**Questões propostas**
1 - Responda com base no texto sobre o Mamulengo:
(a) Em que parte do Brasil se pratica o Mamulengo?
(b) De quais espetáculos o Mamulengo é remanescente?
(c) Que nome recebe o ator cuja improvisação livre sustenta o Mamulengo?
2 - Conte as linhas da listagem em que aparece a palavra "crane". Dê apenas o número.
-------- Bloco de texto
Mamulengo: o teatro de bonecos popular no Brasil

O pesquisador e ator Fernando Augusto Gonçalves Santos escreve sobre as características deste teatro

Praticado como é em todo mundo, o teatro de bonecos assumiu fisionomias e espírito dramático diferenciados, dependendo da localização geográfica de cada uma de suas manifestações. Isso devido, obviamente, às próprias injunções de tradição cultural, costumes, formação social, econômica e política.

 

Existe em alguns estados do Nordeste do Brasil uma forma de teatro de bonecos praticada por artistas do povo, que se denomina Mamulengo. É o Mamulengo um teatro de características inteiramente populares, onde os atores são bonecos que falam, dançam, brigam e quase sempre, morrem.

 

Como em tantas outras manifestações artísticas da cultura popular nordestina, o Mamulengo revela de modo singular a rica expressividade do dia-a-dia do povo da região. Através dos bonecos, o povo se identifica com suas alegrias e suas tristezas, com seus temores e sua capacidade de fé, com seus tipos matreiros e seus elementos repressores, com o esmagamento de seus direitos e sua ânsia de liberdade.

 

O Mamulengo tem, realmente, um extraordinário poder de sintetização e revelação estética dos anseios mais ardentes do povo nordestino, não obstante a precariedade de seus recursos disponíveis, quer técnicos, quer mesmo estéticos ou de escolaridade. Guardando elementos vinculados à tradição dos folguedos ibéricos e sendo remanescentes dos espetáculos da Commedia dell´Arte, o Mamulengo baseia-se na improvisação livre do ator (mamulengueiro).

 

Conquanto tenha um roteiro básico para a história, que não é escrita, os diálogos são criados no momento mesmo do espetáculo, de acordo com as circunstâncias e com a forma de reação do público. Não podendo existir sem a música e sem a dança, o Mamulengo exige do público uma participação constante e ativa, que permita completar, o que os bonecos muitas vezes irão apenas sugerir. Requer-se, portanto, uma imensa interação boneco/plateia, que não se torna difícil por conta do incrível poder de improvisação e capacidade imaginativa que tipifica os mamulengueiros. Por isso, sendo um teatro do improviso, do repente, depende visceralmente do público assistente que alimenta, ignora ou castra a vertente de criação que sai do mestre, passa para o boneco e atinge o público. Ao reagir, a assistência oferece a inspiração necessária ao processo de criação improvisada, de que se constitui o espetáculo, formando um ciclo contínuo que envolve a todos, titireteiro, títeres e público.
----------------
-------- Dados brutos
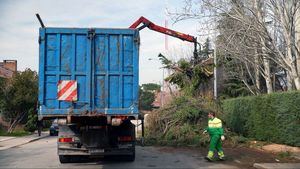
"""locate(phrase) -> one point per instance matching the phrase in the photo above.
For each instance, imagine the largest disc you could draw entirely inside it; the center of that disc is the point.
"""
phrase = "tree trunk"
(268, 78)
(257, 73)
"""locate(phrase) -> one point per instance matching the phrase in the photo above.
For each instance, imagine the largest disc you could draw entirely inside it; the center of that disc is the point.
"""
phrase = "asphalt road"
(43, 154)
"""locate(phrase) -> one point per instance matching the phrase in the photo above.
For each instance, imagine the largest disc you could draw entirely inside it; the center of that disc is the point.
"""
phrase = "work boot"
(221, 155)
(210, 156)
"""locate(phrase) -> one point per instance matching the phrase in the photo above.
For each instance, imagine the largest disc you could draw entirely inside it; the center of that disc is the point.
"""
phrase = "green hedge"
(273, 117)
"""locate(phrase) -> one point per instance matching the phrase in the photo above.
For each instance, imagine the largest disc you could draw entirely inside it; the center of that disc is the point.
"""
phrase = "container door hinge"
(40, 40)
(91, 33)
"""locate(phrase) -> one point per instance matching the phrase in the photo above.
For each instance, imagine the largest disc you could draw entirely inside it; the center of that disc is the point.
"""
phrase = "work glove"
(222, 138)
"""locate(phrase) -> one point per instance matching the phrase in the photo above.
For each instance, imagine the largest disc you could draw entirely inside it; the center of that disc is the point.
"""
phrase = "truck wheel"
(129, 157)
(64, 159)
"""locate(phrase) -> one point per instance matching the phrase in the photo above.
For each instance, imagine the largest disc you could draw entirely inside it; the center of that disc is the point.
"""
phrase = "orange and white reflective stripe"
(67, 90)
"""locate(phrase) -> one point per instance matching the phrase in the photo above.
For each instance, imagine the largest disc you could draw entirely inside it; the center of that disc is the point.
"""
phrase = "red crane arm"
(152, 26)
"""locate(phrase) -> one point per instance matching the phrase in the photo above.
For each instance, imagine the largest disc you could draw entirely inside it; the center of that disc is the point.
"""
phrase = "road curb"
(8, 139)
(32, 140)
(276, 165)
(23, 143)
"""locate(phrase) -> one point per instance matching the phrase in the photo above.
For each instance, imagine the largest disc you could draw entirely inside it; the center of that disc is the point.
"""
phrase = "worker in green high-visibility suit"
(216, 134)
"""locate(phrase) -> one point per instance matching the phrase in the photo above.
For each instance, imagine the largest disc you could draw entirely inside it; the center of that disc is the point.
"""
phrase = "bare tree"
(253, 38)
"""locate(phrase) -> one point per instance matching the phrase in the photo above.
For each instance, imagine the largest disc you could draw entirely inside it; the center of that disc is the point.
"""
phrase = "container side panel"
(114, 48)
(51, 49)
(100, 53)
(114, 94)
(128, 52)
(81, 46)
(63, 104)
(128, 85)
(100, 92)
(50, 96)
(81, 91)
(66, 53)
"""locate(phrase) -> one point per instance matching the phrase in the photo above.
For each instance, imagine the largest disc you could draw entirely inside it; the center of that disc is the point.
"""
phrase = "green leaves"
(19, 95)
(187, 76)
(147, 95)
(273, 117)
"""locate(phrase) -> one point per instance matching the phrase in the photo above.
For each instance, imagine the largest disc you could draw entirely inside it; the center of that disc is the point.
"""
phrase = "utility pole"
(215, 64)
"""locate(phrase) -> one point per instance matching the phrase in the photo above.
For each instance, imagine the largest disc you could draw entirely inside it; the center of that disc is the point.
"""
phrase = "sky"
(19, 28)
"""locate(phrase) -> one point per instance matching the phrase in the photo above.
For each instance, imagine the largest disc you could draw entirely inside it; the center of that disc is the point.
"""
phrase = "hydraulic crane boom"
(152, 26)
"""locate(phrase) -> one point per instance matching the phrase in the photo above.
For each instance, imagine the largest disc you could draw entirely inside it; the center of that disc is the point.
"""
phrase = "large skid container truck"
(88, 80)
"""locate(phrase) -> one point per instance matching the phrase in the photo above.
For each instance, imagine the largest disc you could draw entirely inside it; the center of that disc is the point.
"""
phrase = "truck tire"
(64, 159)
(129, 157)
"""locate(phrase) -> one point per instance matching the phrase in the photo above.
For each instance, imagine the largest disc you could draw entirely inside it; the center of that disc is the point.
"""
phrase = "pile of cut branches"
(180, 123)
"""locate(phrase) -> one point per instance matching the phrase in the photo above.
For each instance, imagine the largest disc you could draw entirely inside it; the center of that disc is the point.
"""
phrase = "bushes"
(274, 117)
(179, 123)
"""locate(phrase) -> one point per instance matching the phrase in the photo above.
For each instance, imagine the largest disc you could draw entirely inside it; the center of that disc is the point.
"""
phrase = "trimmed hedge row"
(273, 117)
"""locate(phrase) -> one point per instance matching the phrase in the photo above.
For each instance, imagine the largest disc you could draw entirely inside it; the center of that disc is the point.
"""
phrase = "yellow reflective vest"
(215, 127)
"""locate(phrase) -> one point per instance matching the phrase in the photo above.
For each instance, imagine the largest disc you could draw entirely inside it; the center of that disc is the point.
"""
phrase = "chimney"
(10, 64)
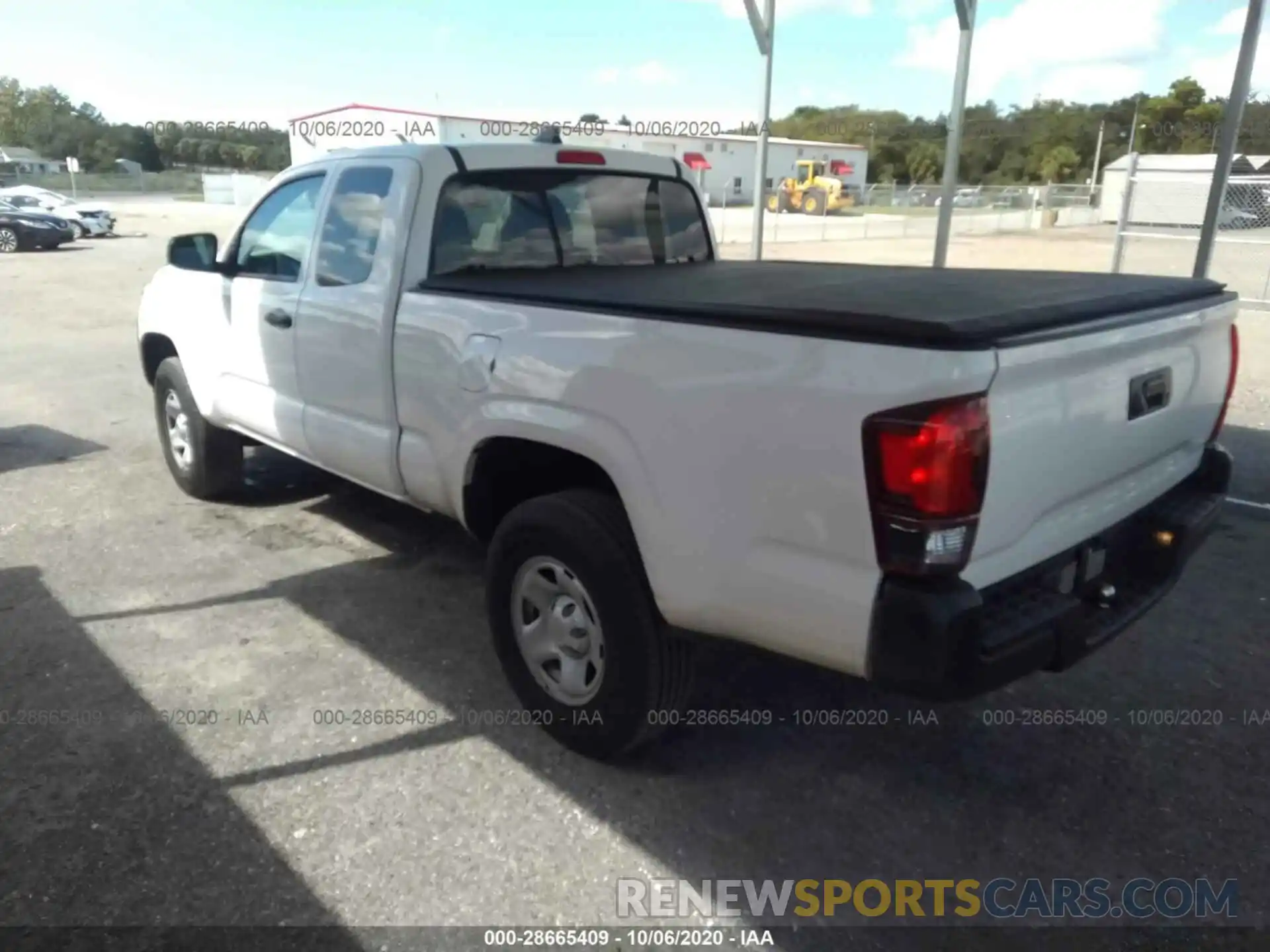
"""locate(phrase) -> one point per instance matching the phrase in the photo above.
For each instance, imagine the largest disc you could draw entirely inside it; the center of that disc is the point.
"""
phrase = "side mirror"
(193, 253)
----------------
**Respostas por tarefa**
1 -
(a) Em alguns estados do Nordeste do Brasil.
(b) Dos espetáculos da Commedia dell´Arte.
(c) Mamulengueiro.

2 - 2